§ Given text

** Start **

10.1.5 General output formatting
These options affect the appearance of the overall output.
- ‘-1’
- ‘--format=single-column’
- List one file per line. This is the default for ls when standard
output is not a terminal.
- ‘-C’
- ‘--format=vertical’
- List files in columns, sorted vertically. This is the default for
ls if standard output is a terminal. It is always the default
for the dir program.
gnu ls uses variable width columns to display as many files as
possible in the fewest lines.
- ‘--color [=when]’
- Specify whether to use color for distinguishing file types. when
may be omitted, or one of:
- none
- Do not use color at all. This is the default.
- auto
- Only use color if standard output is a terminal.
- always
- Always use color.
Specifying --color and no when is equivalent to
--color=always.
Piping a colorized listing through a pager like more or
less usually produces unreadable results. However, using
more -f does seem to work.
- ‘-F’
- ‘--classify’
- ‘--indicator-style=classify’
- Append a character to each file name indicating the file type. Also,
for regular files that are executable, append ‘*’. The file type
indicators are ‘/’ for directories, ‘@’ for symbolic links,
‘|’ for FIFOs, ‘=’ for sockets, ‘>’ for doors,
and nothing for regular files.
Do not follow symbolic links listed on the
command line unless the --dereference-command-line (-H),
--dereference (-L), or
--dereference-command-line-symlink-to-dir options are specified.
- ‘--file-type’
- ‘--indicator-style=file-type’
- Append a character to each file name indicating the file type. This is
like -F, except that executables are not marked.

** End **

§ Exercise task 1
In the ls output-formatting text, which listing format is always the default for the dir program?
§ Exercise task 2
From the ls output-formatting text, list every character that the -F option can append to a file name, with the file type each one marks.

§ Information given
** Start **

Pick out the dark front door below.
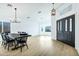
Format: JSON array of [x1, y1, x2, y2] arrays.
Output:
[[57, 15, 75, 47]]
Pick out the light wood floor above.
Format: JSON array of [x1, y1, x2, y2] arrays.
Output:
[[0, 36, 78, 56]]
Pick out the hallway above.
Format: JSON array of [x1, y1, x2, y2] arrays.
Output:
[[0, 36, 78, 56]]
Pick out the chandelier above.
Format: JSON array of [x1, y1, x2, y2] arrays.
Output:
[[51, 3, 56, 16], [11, 8, 20, 23]]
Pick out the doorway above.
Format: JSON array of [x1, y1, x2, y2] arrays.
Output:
[[56, 15, 75, 47]]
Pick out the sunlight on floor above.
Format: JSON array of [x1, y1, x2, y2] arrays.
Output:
[[40, 36, 52, 48]]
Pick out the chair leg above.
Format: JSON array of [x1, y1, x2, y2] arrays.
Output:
[[26, 43, 28, 49], [8, 44, 9, 51]]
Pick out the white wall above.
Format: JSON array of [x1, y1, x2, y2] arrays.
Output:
[[51, 4, 79, 53]]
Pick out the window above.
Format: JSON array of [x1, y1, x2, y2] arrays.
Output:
[[3, 22, 10, 32]]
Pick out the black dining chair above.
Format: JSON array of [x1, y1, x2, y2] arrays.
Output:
[[17, 36, 28, 52], [1, 33, 15, 51]]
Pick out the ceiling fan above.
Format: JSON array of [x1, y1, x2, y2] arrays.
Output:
[[11, 8, 20, 23], [7, 4, 20, 23]]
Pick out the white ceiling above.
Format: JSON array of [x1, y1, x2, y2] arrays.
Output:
[[0, 3, 61, 23]]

** End **

§ Exercise result 1
Files listed in columns, sorted vertically (-C, --format=vertical).

§ Exercise result 2
- ‘*’: executable regular files
- ‘/’: directories
- ‘@’: symbolic links
- ‘|’: FIFOs
- ‘=’: sockets
- ‘>’: doors